■ What to produce: Can you quote every line of the listing below word for word, from the first line to the last?

Rows of box annotation data
•••••

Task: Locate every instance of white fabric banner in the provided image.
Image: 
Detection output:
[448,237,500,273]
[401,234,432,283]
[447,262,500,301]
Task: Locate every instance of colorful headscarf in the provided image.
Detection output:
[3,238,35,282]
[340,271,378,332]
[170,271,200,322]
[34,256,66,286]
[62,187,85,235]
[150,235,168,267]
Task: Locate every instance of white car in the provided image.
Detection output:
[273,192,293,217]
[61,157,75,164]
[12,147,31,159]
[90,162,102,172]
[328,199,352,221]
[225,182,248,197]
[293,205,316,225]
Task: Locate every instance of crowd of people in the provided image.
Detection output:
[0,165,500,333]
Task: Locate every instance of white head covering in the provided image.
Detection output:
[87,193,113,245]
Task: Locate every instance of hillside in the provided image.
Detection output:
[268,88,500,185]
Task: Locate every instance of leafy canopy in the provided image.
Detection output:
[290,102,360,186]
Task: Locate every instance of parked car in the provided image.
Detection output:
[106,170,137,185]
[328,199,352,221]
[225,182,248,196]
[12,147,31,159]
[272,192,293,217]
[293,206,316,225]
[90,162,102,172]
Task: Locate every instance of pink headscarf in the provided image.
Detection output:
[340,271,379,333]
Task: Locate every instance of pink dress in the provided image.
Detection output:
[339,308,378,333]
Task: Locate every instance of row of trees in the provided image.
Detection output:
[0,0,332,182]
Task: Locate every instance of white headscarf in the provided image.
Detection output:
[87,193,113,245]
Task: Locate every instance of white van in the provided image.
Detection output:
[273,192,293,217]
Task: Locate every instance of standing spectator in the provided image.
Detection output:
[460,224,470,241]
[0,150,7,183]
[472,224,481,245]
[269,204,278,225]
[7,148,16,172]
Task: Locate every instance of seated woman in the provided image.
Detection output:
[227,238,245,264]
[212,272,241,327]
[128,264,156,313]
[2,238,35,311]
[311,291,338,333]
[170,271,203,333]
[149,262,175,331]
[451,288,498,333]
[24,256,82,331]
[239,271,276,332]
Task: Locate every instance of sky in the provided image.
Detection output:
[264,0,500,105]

•••••

■ Written response:
Task: Locate every instance of white fabric banner in the provided image.
Image: 
Detection output:
[448,237,500,273]
[401,234,432,283]
[447,262,500,301]
Task: Locate every instance of colorful headscarf in the provided image.
Detection output:
[3,238,35,282]
[340,271,378,332]
[170,271,200,322]
[34,256,66,286]
[62,187,85,235]
[150,235,168,267]
Task: Locate every instance of white car in the provided image.
Detection output:
[273,192,293,217]
[61,157,75,164]
[12,147,31,159]
[90,162,102,172]
[328,199,352,221]
[225,182,248,197]
[293,205,316,225]
Task: Locate every instance of crowd of people in the provided image.
Detection output:
[0,165,500,333]
Task: Locate every instance of white head covering in the provided image.
Detection output:
[87,193,113,245]
Task: Locate every instance of hillside in the provided image.
Detection output:
[268,88,500,185]
Task: Locate every instance of leafy canopy in the provided image.
Detection output:
[290,102,360,186]
Task: Locate every instance of parked car in the provided image.
Detection output:
[106,170,137,185]
[328,199,352,221]
[225,182,248,196]
[12,147,31,159]
[272,192,293,217]
[293,206,316,225]
[90,162,102,172]
Task: Locate every instance of pink headscarf in the provided image.
Detection output:
[340,271,379,333]
Task: Locate every instance of pink dress in the provided image.
Detection output:
[339,308,378,333]
Task: Locate every instance of row of trees in the provided image.
Detection output:
[0,0,332,182]
Task: Locate every instance of white headscarf in the provided image.
Detection output:
[87,193,113,245]
Task: Locate every instance of white van in the provided image.
Detection output:
[273,192,293,217]
Task: Locate every instance of standing spectator in the provided image.
Detection output:
[460,224,470,241]
[0,150,7,183]
[472,224,481,245]
[269,204,278,225]
[7,148,16,172]
Task: Locate every instance of seated woman in the provided image.
Detection output:
[227,238,245,264]
[212,272,241,327]
[128,264,156,313]
[2,238,35,311]
[311,291,338,333]
[170,271,203,333]
[149,262,175,331]
[451,288,498,333]
[24,256,82,331]
[239,271,276,332]
Task: Locate every instance of sky in the provided image.
Detection output:
[264,0,500,105]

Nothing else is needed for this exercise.